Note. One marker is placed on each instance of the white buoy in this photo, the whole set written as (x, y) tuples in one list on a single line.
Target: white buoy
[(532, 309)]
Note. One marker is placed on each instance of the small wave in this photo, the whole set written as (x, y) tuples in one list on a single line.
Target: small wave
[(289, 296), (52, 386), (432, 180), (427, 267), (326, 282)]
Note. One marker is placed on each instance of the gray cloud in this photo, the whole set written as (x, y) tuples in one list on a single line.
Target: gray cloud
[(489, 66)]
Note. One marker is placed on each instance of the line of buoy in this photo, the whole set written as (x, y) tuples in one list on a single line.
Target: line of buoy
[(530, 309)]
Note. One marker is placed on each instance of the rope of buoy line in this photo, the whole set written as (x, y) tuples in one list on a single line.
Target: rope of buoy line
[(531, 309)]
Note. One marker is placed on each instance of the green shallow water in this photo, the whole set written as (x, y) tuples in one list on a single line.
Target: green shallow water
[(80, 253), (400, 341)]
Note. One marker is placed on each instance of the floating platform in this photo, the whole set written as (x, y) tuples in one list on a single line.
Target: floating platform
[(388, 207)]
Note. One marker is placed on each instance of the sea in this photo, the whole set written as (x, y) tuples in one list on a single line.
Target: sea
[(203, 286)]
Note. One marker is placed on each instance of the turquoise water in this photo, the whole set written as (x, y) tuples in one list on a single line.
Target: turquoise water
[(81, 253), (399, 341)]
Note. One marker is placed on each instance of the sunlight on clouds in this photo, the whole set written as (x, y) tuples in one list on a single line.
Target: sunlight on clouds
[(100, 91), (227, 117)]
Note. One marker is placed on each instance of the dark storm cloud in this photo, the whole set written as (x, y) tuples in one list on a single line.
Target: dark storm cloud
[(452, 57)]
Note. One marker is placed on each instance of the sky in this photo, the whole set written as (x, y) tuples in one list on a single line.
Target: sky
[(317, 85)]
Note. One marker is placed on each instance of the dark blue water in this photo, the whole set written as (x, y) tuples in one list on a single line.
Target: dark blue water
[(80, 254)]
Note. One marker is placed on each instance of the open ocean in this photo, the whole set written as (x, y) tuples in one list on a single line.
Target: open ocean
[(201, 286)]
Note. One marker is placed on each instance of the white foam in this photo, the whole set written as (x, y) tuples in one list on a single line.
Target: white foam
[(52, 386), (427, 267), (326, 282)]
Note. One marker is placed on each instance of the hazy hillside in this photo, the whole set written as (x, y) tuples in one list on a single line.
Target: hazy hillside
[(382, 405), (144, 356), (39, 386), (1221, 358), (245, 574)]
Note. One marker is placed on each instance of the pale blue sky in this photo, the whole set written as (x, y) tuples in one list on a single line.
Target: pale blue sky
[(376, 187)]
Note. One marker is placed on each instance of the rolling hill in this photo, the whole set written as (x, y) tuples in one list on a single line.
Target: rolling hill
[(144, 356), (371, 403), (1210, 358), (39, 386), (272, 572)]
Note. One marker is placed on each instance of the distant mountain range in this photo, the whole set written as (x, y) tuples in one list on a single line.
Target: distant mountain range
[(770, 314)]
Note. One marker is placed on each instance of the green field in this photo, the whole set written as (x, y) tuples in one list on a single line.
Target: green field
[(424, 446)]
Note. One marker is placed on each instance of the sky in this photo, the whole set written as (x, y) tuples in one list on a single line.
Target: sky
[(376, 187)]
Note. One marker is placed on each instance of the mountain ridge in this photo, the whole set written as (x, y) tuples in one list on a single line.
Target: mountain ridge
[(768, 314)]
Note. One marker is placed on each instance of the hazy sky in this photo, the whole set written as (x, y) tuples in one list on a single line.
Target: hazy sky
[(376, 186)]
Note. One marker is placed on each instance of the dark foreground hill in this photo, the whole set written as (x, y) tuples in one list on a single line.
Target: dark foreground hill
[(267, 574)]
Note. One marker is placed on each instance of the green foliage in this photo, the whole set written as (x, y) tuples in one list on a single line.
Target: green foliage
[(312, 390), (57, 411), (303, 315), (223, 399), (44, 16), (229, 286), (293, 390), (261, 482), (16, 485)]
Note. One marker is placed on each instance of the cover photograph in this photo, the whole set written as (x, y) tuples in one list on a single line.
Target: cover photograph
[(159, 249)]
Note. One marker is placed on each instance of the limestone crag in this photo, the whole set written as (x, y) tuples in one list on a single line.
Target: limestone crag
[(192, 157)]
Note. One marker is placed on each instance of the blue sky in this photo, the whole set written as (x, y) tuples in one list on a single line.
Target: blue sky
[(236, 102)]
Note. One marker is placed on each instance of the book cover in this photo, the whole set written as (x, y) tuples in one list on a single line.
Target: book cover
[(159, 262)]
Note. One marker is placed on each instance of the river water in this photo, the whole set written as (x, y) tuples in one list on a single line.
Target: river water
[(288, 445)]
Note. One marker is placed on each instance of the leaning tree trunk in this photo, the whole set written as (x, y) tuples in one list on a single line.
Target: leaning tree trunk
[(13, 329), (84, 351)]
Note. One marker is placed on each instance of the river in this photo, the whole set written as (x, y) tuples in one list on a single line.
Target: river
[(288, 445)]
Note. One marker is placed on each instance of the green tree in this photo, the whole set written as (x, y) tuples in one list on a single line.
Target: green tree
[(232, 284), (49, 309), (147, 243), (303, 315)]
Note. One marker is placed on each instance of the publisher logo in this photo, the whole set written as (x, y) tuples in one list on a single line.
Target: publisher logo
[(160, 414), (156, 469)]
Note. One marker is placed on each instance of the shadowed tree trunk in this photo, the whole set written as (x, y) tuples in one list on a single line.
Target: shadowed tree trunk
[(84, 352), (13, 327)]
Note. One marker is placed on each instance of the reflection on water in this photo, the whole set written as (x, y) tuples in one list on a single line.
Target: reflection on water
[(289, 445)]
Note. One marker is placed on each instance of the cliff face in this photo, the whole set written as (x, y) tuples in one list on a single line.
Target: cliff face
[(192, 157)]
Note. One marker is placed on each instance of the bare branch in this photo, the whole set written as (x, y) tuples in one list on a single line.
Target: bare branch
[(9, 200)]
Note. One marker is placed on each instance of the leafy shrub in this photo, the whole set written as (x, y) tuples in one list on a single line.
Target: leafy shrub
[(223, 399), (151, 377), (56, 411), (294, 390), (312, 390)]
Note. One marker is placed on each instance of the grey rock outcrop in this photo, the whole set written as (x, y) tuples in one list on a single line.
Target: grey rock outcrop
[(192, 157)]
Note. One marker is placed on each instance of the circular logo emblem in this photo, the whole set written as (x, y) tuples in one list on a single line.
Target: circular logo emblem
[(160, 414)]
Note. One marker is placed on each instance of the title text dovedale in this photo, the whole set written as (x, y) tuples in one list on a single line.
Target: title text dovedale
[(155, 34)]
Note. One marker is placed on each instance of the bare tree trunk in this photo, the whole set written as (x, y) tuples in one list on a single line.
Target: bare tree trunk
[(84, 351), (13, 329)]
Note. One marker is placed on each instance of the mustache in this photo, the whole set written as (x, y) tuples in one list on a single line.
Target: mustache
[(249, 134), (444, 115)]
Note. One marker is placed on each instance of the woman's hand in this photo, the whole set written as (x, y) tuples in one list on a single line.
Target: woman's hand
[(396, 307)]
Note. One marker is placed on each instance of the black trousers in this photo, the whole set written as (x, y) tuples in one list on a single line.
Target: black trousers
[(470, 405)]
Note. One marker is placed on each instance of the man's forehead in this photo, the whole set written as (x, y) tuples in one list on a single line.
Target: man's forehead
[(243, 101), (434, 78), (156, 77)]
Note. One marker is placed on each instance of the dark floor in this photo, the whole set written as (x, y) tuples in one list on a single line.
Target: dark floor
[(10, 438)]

__________________________________________________

(Exercise objective):
Please print the records above exactly from their first line. End with the line containing "Note. One marker is placed on each instance of the small", and include it.

(Task output):
Note. One marker is placed on each instance of the white buoy in this photo, the whole set written as (x, y) tuples in one list on a single line.
Target: white buoy
[(532, 309)]
Note. One marker is placed on each instance of the small wave in this photo, the whole set written as (x, y) tuples in one list on a single line.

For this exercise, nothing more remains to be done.